**GOAL OF THE EXERCISE:** Find the line with "Please give the outline of every instance of the thicket." in the entries below, then reproduce it and every line after it down to and including the line with "POLYGON ((69 150, 103", exactly.

(Extracted records)
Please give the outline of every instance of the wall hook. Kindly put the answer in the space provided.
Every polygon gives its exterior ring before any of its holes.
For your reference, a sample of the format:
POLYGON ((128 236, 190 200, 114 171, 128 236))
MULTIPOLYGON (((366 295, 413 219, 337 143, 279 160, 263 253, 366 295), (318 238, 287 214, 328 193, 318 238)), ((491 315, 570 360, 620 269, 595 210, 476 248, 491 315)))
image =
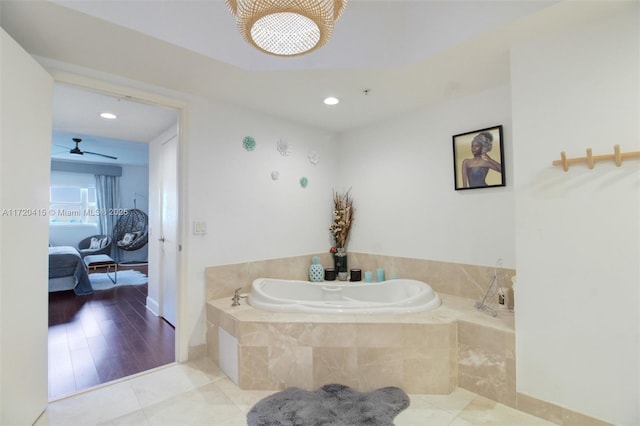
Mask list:
POLYGON ((589 169, 593 169, 595 163, 598 161, 606 161, 613 160, 617 167, 622 165, 622 160, 628 158, 640 158, 640 151, 634 152, 620 152, 620 145, 615 145, 613 147, 613 154, 605 154, 605 155, 593 155, 591 148, 587 148, 587 156, 586 157, 577 157, 577 158, 567 158, 567 154, 562 151, 560 153, 560 160, 554 160, 554 166, 562 166, 562 169, 566 172, 569 171, 569 165, 578 164, 578 163, 587 163, 589 169))

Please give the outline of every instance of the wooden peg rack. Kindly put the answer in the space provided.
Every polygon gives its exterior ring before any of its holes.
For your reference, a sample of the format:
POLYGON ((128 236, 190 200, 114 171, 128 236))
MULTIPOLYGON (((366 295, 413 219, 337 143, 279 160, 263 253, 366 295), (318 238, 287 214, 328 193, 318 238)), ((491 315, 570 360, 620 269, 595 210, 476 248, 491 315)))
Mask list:
POLYGON ((622 160, 628 158, 640 158, 640 151, 635 152, 620 152, 620 145, 614 145, 613 154, 605 155, 593 155, 591 148, 587 148, 586 157, 567 158, 567 154, 564 151, 560 153, 560 160, 555 160, 552 164, 554 166, 562 166, 562 169, 566 172, 569 170, 570 164, 587 163, 590 169, 593 169, 594 164, 597 161, 613 160, 617 167, 622 165, 622 160))

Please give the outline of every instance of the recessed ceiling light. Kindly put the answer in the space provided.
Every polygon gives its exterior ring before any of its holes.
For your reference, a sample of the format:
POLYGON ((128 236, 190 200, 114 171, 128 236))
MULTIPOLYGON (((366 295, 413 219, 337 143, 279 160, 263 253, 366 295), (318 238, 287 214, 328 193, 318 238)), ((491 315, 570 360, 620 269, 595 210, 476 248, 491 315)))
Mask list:
POLYGON ((328 98, 324 98, 323 102, 325 105, 337 105, 340 102, 340 99, 329 96, 328 98))
POLYGON ((103 113, 100 114, 100 117, 106 118, 107 120, 114 120, 114 119, 118 118, 117 115, 111 114, 110 112, 103 112, 103 113))

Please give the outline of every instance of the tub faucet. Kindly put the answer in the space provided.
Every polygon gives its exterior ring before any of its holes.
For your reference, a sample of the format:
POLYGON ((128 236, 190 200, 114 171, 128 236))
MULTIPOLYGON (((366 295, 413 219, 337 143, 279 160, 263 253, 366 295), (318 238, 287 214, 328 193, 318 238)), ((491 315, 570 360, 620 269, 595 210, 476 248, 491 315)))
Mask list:
POLYGON ((231 298, 231 306, 240 306, 240 299, 244 299, 247 296, 240 296, 240 290, 242 288, 236 288, 233 292, 233 297, 231 298))

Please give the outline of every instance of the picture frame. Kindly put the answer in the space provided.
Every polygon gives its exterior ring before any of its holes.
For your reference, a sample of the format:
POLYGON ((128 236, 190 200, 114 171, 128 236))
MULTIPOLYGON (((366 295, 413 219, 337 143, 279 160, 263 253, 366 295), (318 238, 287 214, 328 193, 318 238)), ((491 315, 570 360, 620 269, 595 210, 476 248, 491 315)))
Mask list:
POLYGON ((455 189, 506 186, 502 125, 453 136, 455 189))

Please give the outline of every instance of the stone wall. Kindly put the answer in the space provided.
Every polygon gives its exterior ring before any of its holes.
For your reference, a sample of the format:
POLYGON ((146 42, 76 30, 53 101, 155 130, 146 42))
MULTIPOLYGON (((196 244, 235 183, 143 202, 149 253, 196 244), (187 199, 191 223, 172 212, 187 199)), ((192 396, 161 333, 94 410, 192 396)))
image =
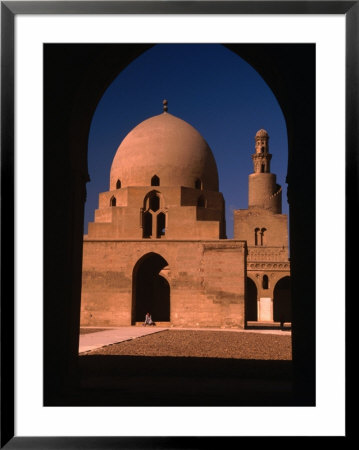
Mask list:
POLYGON ((142 211, 146 198, 158 194, 158 213, 166 217, 161 239, 221 239, 224 232, 224 200, 220 192, 184 187, 128 187, 99 195, 95 221, 88 224, 85 239, 141 239, 142 211), (199 199, 203 199, 203 206, 199 199), (115 205, 111 206, 111 201, 115 205))
POLYGON ((150 252, 168 262, 171 325, 244 326, 246 245, 238 240, 85 240, 81 325, 131 325, 133 269, 150 252))
MULTIPOLYGON (((263 209, 238 209, 234 211, 234 239, 246 240, 255 246, 255 229, 265 228, 264 244, 284 247, 288 251, 288 225, 286 214, 273 214, 263 209)), ((260 245, 258 245, 260 247, 260 245)))

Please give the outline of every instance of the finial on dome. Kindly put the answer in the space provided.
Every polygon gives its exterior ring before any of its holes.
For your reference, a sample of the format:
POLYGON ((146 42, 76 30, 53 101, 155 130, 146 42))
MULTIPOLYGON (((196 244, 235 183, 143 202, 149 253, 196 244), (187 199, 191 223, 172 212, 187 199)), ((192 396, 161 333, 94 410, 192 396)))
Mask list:
POLYGON ((168 101, 167 100, 163 100, 163 112, 167 112, 168 111, 168 101))

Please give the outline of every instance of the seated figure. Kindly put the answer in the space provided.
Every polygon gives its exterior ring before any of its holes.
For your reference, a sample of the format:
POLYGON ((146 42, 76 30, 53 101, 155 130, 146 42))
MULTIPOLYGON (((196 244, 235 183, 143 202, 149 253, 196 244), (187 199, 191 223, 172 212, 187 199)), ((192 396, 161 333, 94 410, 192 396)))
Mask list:
POLYGON ((150 313, 147 313, 147 314, 146 314, 146 317, 145 317, 145 323, 144 323, 143 325, 144 325, 144 326, 146 326, 146 325, 154 326, 154 325, 155 325, 155 323, 154 323, 153 320, 152 320, 152 317, 151 317, 151 314, 150 314, 150 313))

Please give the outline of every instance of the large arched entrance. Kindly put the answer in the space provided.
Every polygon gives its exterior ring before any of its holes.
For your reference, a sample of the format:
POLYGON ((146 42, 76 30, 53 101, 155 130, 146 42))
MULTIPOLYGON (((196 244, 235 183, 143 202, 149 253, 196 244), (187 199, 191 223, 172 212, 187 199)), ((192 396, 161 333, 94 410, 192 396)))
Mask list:
POLYGON ((258 307, 257 307, 257 286, 253 280, 247 277, 246 284, 246 310, 245 318, 248 321, 258 320, 258 307))
POLYGON ((161 275, 167 265, 157 253, 137 261, 132 275, 132 325, 144 322, 147 312, 154 322, 170 321, 170 285, 161 275))
POLYGON ((274 288, 273 319, 275 322, 292 321, 290 277, 281 278, 274 288))
MULTIPOLYGON (((68 374, 76 372, 78 361, 84 203, 89 179, 87 145, 91 119, 109 83, 150 47, 149 44, 49 44, 44 47, 46 404, 53 404, 59 396, 62 399, 62 387, 72 383, 73 375, 70 377, 68 374), (94 70, 98 67, 101 71, 94 70), (60 134, 59 129, 62 130, 60 134), (54 217, 57 218, 55 221, 54 217), (64 279, 69 282, 63 283, 64 279), (51 320, 54 311, 56 323, 51 320)), ((307 401, 312 405, 315 393, 315 227, 308 228, 308 223, 315 224, 316 211, 313 196, 315 46, 231 44, 226 47, 246 59, 262 75, 286 116, 291 270, 296 275, 295 279, 300 280, 293 286, 293 320, 296 322, 293 358, 297 369, 300 369, 296 383, 301 386, 301 402, 307 401), (303 183, 303 173, 306 174, 306 183, 303 183)))

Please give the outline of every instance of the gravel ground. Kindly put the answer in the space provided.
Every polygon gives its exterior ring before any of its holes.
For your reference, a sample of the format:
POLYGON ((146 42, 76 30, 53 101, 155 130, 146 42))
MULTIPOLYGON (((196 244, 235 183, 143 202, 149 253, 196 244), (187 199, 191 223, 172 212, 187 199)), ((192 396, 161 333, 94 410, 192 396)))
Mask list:
POLYGON ((99 331, 107 331, 109 328, 80 328, 80 334, 98 333, 99 331))
MULTIPOLYGON (((97 331, 99 331, 97 329, 97 331)), ((87 352, 86 355, 176 356, 253 360, 292 359, 290 335, 166 330, 87 352)))

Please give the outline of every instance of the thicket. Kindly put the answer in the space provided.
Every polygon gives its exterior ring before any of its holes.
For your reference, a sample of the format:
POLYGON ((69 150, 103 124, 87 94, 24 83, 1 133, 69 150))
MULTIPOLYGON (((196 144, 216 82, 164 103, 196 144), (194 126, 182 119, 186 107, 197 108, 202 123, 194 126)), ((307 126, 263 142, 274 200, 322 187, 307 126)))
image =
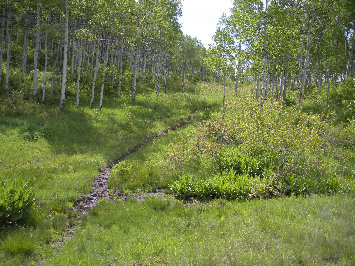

**ANSWER SPACE:**
Please give the outline of every instance of the thicket. Kindly put the answer in the space provided.
Every polygon gives its exterior ring before any of its holes.
For your reference, a sample of the format:
POLYGON ((69 150, 103 124, 87 94, 24 83, 1 133, 69 150))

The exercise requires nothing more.